# START OF INPUT MATERIAL
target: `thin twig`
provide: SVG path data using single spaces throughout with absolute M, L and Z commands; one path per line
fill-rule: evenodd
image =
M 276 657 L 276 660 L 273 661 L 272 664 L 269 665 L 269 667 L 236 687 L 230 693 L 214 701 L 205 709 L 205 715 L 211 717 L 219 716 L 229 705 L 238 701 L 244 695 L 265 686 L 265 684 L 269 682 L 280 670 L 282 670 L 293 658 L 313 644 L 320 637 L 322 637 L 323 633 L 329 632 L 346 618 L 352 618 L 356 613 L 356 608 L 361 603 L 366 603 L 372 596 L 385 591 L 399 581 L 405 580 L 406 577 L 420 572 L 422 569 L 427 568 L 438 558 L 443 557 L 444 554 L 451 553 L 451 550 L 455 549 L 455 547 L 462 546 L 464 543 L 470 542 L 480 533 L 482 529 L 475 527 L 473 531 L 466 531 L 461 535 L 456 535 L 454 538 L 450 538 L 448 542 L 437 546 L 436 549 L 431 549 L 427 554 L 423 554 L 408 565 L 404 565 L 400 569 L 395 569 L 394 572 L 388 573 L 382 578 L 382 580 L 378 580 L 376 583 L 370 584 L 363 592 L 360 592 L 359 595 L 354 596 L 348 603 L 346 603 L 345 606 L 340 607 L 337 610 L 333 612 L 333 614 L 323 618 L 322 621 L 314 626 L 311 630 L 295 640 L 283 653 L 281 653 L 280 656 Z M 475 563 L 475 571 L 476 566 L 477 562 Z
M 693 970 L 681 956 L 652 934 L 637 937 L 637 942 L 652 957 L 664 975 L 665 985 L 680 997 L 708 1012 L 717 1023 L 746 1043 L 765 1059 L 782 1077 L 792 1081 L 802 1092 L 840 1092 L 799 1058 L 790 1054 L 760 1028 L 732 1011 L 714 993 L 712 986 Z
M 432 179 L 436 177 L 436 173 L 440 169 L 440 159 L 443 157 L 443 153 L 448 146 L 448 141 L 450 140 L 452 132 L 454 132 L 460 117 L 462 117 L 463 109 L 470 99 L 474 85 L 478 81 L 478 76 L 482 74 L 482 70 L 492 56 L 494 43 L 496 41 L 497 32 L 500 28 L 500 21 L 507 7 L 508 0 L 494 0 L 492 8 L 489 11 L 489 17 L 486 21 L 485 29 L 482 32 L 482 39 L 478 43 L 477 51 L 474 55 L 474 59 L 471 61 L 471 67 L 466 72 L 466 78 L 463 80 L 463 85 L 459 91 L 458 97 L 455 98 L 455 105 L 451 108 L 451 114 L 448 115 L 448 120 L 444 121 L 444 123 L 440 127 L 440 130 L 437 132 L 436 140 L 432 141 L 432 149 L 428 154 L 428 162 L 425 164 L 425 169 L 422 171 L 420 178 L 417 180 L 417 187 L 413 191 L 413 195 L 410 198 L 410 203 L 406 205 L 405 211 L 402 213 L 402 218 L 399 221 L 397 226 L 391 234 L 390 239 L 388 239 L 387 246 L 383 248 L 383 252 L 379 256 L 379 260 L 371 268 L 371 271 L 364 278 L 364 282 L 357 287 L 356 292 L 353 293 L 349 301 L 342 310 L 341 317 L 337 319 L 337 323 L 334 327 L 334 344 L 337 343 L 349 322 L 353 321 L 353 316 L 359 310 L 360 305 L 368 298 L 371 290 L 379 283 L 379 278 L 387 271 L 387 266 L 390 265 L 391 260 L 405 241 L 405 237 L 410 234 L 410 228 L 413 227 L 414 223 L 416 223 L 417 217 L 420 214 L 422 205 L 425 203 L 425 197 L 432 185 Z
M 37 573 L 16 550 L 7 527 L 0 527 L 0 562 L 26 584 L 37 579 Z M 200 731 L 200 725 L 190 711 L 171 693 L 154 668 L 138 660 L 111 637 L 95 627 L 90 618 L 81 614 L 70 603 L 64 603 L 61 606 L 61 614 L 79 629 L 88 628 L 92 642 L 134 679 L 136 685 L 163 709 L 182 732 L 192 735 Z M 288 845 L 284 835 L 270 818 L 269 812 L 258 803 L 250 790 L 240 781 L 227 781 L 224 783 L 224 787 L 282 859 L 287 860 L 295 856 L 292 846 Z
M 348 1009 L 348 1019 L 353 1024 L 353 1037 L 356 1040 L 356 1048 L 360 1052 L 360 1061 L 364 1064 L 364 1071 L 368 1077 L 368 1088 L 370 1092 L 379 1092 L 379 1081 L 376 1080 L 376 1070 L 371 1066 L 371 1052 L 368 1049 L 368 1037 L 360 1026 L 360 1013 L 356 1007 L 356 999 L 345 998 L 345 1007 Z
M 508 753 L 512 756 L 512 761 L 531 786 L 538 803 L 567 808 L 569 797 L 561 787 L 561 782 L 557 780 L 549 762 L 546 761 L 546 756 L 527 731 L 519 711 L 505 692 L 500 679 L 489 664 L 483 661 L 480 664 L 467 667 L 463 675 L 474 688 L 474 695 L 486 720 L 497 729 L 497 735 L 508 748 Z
# END OF INPUT MATERIAL
EXERCISE DESCRIPTION:
Turn the whole listing above into a Markdown table with the columns Row and Listing line. Put each line's number under Row and the line itself under Listing line, skipping any blank lines.

ANSWER TO THE TASK:
| Row | Listing line |
|---|---|
| 1 | target: `thin twig` |
| 2 | provide: SVG path data using single spaces throughout with absolute M, L and Z commands; one path per line |
| 3 | fill-rule: evenodd |
| 4 | image = |
| 5 | M 276 657 L 276 660 L 273 661 L 272 664 L 269 665 L 269 667 L 236 687 L 230 693 L 214 701 L 205 709 L 205 715 L 211 717 L 219 716 L 229 705 L 238 701 L 244 695 L 265 686 L 265 684 L 269 682 L 280 670 L 282 670 L 293 658 L 313 644 L 320 637 L 322 637 L 323 633 L 329 632 L 346 618 L 352 618 L 356 613 L 356 608 L 361 603 L 366 603 L 372 596 L 385 591 L 399 581 L 405 580 L 406 577 L 420 572 L 422 569 L 427 568 L 438 558 L 443 557 L 444 554 L 451 553 L 451 550 L 455 549 L 455 547 L 462 546 L 464 543 L 470 542 L 480 533 L 482 529 L 475 527 L 473 531 L 466 531 L 461 535 L 456 535 L 454 538 L 450 538 L 448 542 L 437 546 L 436 549 L 431 549 L 427 554 L 423 554 L 408 565 L 404 565 L 400 569 L 395 569 L 394 572 L 388 573 L 382 578 L 382 580 L 378 580 L 376 583 L 370 584 L 363 592 L 360 592 L 359 595 L 354 596 L 348 603 L 346 603 L 345 606 L 340 607 L 337 610 L 333 612 L 333 614 L 323 618 L 322 621 L 314 626 L 311 630 L 295 640 L 283 653 L 281 653 L 280 656 Z M 475 563 L 475 571 L 476 566 L 477 562 Z |
| 6 | M 693 970 L 681 956 L 652 934 L 637 937 L 637 942 L 652 957 L 664 975 L 665 985 L 680 997 L 708 1012 L 717 1023 L 746 1043 L 765 1059 L 782 1077 L 792 1081 L 802 1092 L 840 1092 L 799 1058 L 790 1054 L 760 1028 L 732 1011 L 714 993 L 712 986 Z |
| 7 | M 432 179 L 436 177 L 436 173 L 440 169 L 440 159 L 443 157 L 443 153 L 448 146 L 448 141 L 450 140 L 452 132 L 454 132 L 460 117 L 462 117 L 463 109 L 470 99 L 474 85 L 478 81 L 478 76 L 482 74 L 482 70 L 492 56 L 494 43 L 496 41 L 497 32 L 500 28 L 500 21 L 507 7 L 508 0 L 494 0 L 492 8 L 489 11 L 489 17 L 486 21 L 485 29 L 482 32 L 482 39 L 478 43 L 477 51 L 474 55 L 474 59 L 471 61 L 471 67 L 466 72 L 466 78 L 463 80 L 463 85 L 459 91 L 458 97 L 455 98 L 455 105 L 451 108 L 451 114 L 448 115 L 448 120 L 444 121 L 444 123 L 440 127 L 440 130 L 437 132 L 436 140 L 432 141 L 432 149 L 428 154 L 428 162 L 425 164 L 425 169 L 422 171 L 420 178 L 417 180 L 417 187 L 413 191 L 413 195 L 410 198 L 410 203 L 406 205 L 405 211 L 402 213 L 402 218 L 399 221 L 397 226 L 391 234 L 390 239 L 388 239 L 387 246 L 383 248 L 383 252 L 379 256 L 379 260 L 371 268 L 371 271 L 364 278 L 364 282 L 357 287 L 356 292 L 353 293 L 349 301 L 342 310 L 341 317 L 337 319 L 337 323 L 334 327 L 334 344 L 337 343 L 349 322 L 353 321 L 353 316 L 359 310 L 360 305 L 368 298 L 371 290 L 379 283 L 379 278 L 387 271 L 387 266 L 390 265 L 391 260 L 405 241 L 405 237 L 410 234 L 410 228 L 413 227 L 414 223 L 416 223 L 417 217 L 420 214 L 422 205 L 425 203 L 425 197 L 432 185 Z |
| 8 | M 37 573 L 16 550 L 7 527 L 0 527 L 0 562 L 26 584 L 37 579 Z M 200 731 L 200 725 L 190 711 L 171 693 L 154 668 L 138 660 L 111 637 L 95 627 L 90 618 L 81 614 L 70 603 L 64 603 L 61 606 L 61 614 L 79 629 L 88 628 L 92 642 L 134 679 L 136 685 L 163 709 L 182 732 L 192 735 Z M 288 845 L 284 835 L 270 818 L 269 812 L 258 803 L 250 790 L 240 781 L 227 781 L 224 783 L 224 787 L 282 859 L 287 860 L 295 856 L 292 846 Z |
| 9 | M 348 1009 L 348 1019 L 353 1024 L 353 1037 L 356 1040 L 356 1048 L 360 1052 L 360 1061 L 364 1064 L 364 1071 L 368 1077 L 368 1088 L 370 1092 L 379 1092 L 379 1081 L 376 1080 L 376 1070 L 371 1066 L 371 1052 L 368 1049 L 368 1037 L 360 1026 L 360 1013 L 356 1007 L 356 999 L 345 998 L 345 1007 Z |
| 10 | M 508 753 L 512 756 L 512 761 L 531 786 L 538 803 L 567 808 L 569 797 L 561 787 L 561 782 L 557 780 L 549 762 L 546 761 L 546 756 L 527 731 L 519 711 L 505 692 L 500 679 L 489 664 L 483 661 L 480 664 L 467 667 L 463 675 L 474 688 L 474 695 L 486 720 L 497 729 L 497 735 L 508 748 Z |